**Entries for segmentation labeling**
• • • • •

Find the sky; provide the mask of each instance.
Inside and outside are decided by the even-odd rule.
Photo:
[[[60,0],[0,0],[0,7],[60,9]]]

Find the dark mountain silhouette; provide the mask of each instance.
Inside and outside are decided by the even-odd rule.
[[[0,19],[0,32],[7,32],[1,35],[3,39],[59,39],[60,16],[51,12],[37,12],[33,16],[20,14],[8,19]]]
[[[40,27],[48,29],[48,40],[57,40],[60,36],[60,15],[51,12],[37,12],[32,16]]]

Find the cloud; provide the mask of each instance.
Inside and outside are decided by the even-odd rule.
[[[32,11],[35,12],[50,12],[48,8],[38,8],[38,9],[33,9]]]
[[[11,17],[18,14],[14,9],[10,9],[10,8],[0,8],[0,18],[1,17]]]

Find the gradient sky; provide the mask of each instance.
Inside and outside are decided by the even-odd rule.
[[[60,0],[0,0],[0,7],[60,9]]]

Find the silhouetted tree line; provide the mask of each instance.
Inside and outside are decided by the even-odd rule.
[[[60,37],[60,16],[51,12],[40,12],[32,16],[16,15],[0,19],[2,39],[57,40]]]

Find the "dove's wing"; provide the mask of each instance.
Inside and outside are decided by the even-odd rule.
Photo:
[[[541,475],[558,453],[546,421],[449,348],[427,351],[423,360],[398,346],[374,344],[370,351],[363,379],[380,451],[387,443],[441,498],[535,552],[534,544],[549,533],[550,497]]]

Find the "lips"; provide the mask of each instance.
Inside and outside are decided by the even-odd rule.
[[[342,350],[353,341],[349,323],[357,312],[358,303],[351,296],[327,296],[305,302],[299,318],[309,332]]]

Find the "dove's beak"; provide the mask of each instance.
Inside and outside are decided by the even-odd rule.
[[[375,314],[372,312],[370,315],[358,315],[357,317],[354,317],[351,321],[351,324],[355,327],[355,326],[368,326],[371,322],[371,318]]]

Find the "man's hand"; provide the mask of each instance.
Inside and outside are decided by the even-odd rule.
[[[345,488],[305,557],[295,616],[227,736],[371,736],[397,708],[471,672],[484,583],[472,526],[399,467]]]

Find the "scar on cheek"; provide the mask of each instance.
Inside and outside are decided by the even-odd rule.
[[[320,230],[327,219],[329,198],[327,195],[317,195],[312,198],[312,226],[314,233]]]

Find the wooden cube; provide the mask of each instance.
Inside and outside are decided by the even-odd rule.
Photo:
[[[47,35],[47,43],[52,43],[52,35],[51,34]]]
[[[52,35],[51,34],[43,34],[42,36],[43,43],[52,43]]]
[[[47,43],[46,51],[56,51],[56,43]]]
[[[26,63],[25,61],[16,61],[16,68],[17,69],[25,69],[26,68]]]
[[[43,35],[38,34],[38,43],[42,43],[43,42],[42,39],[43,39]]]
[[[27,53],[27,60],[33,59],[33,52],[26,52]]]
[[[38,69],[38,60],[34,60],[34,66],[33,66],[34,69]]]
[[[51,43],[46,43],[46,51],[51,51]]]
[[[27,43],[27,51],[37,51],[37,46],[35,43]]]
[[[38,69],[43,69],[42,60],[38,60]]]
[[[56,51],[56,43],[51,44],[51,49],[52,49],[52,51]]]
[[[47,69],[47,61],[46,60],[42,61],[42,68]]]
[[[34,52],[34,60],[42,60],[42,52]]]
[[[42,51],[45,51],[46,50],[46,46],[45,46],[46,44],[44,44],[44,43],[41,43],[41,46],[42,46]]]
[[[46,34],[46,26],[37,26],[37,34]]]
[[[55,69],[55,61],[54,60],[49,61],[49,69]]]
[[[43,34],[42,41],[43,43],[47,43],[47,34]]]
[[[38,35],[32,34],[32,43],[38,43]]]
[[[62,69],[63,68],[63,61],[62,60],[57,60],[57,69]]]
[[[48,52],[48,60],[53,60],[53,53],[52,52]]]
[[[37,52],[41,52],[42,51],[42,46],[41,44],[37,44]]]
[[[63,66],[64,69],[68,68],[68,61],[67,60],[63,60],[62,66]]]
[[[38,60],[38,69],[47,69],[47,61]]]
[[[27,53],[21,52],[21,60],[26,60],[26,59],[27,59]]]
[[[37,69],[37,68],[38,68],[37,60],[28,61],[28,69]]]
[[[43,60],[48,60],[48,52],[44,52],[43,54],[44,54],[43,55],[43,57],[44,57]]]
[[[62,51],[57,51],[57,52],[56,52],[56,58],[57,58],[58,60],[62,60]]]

• • • • •

**What you have to do**
Print every one of the lines above verbatim, in their original order.

**Final result**
Find the sky; provide the mask of each instance.
Inside and outside are decided by the even-odd rule.
Photo:
[[[60,0],[0,0],[0,7],[60,9]]]

Find the dark mountain silhouette; provide the mask of each instance.
Inside and outside are decided by the even-odd rule.
[[[0,19],[0,32],[7,32],[1,35],[3,39],[59,39],[60,16],[51,12],[37,12],[33,16],[20,14],[8,19]]]
[[[40,27],[48,29],[48,40],[57,40],[60,36],[60,15],[51,12],[37,12],[32,16]]]

Find the cloud; provide the mask of each instance.
Inside and outside are decided by the even-odd rule.
[[[32,11],[35,12],[50,12],[48,8],[38,8],[38,9],[33,9]]]
[[[11,17],[18,14],[14,9],[10,9],[10,8],[0,8],[0,18],[1,17]]]

Find the gradient sky; provide the mask of each instance.
Inside and outside are decided by the even-odd rule.
[[[60,0],[0,0],[0,7],[60,9]]]

Find the silhouetted tree line; provide the mask of each instance.
Inside and outside are decided by the even-odd rule.
[[[60,37],[60,16],[51,12],[40,12],[32,16],[16,15],[0,19],[2,39],[57,40]]]

Find the "dove's wing"; provide the mask of each instance.
Inside and outside are decided by the even-odd rule.
Photo:
[[[541,475],[558,453],[546,421],[449,348],[427,351],[423,360],[398,346],[374,344],[370,351],[363,379],[380,451],[387,443],[441,498],[535,552],[534,544],[549,533],[550,497]]]

Find the "lips"; provide the mask of each instance.
Inside and outside are decided by the even-odd rule.
[[[342,350],[353,341],[349,323],[357,312],[358,303],[351,296],[327,296],[305,302],[299,318],[309,332]]]

Find the "dove's beak"; provide the mask of each instance.
Inside and outside are decided by the even-odd rule.
[[[375,314],[372,312],[370,315],[358,315],[357,317],[354,317],[351,321],[351,324],[355,327],[355,326],[368,326],[371,322],[371,318]]]

Find the "man's hand"; provide the mask of each instance.
Inside and outside are decided by the even-odd rule.
[[[345,488],[305,557],[295,616],[227,736],[371,736],[397,708],[471,672],[484,583],[472,526],[399,467]]]

Find the "scar on cheek"; provide the mask of each instance.
Inside and outside are decided by the even-odd rule.
[[[320,230],[327,219],[329,198],[327,195],[317,195],[312,198],[312,226],[314,233]]]

Find the wooden cube; provide the mask of each instance.
Inside and outside are decided by the even-odd rule.
Photo:
[[[47,35],[47,43],[52,43],[52,35],[51,34]]]
[[[52,35],[51,34],[43,34],[42,36],[43,43],[52,43]]]
[[[47,43],[46,51],[56,51],[56,43]]]
[[[26,63],[25,61],[16,61],[16,68],[17,69],[25,69],[26,68]]]
[[[43,35],[38,34],[38,43],[42,43],[43,42],[42,39],[43,39]]]
[[[27,53],[27,60],[33,59],[33,52],[26,52]]]
[[[38,69],[38,60],[34,60],[34,66],[33,66],[34,69]]]
[[[51,43],[46,43],[46,51],[51,51]]]
[[[27,43],[27,51],[37,51],[37,46],[35,43]]]
[[[38,69],[43,69],[42,60],[38,60]]]
[[[56,51],[56,43],[51,44],[51,49],[52,49],[52,51]]]
[[[47,69],[47,61],[46,60],[42,61],[42,68]]]
[[[34,52],[34,60],[42,60],[42,52]]]
[[[42,51],[45,51],[46,50],[46,46],[45,46],[46,44],[44,44],[44,43],[41,43],[41,46],[42,46]]]
[[[46,34],[46,26],[37,26],[37,34]]]
[[[55,69],[55,61],[54,60],[49,61],[49,69]]]
[[[43,34],[42,41],[43,43],[47,43],[47,34]]]
[[[38,35],[32,34],[32,43],[38,43]]]
[[[62,69],[63,68],[63,61],[62,60],[57,60],[57,69]]]
[[[48,52],[48,60],[53,60],[53,53],[52,52]]]
[[[37,52],[41,52],[42,51],[42,46],[41,44],[37,44]]]
[[[63,66],[64,69],[68,68],[68,61],[67,60],[63,60],[62,66]]]
[[[38,60],[38,69],[47,69],[47,61]]]
[[[27,53],[21,52],[21,60],[26,60],[26,59],[27,59]]]
[[[37,69],[37,68],[38,68],[37,60],[28,61],[28,69]]]
[[[43,60],[48,60],[48,52],[44,52],[43,54],[44,54],[43,55],[43,57],[44,57]]]
[[[62,51],[57,51],[57,52],[56,52],[56,58],[57,58],[58,60],[62,60]]]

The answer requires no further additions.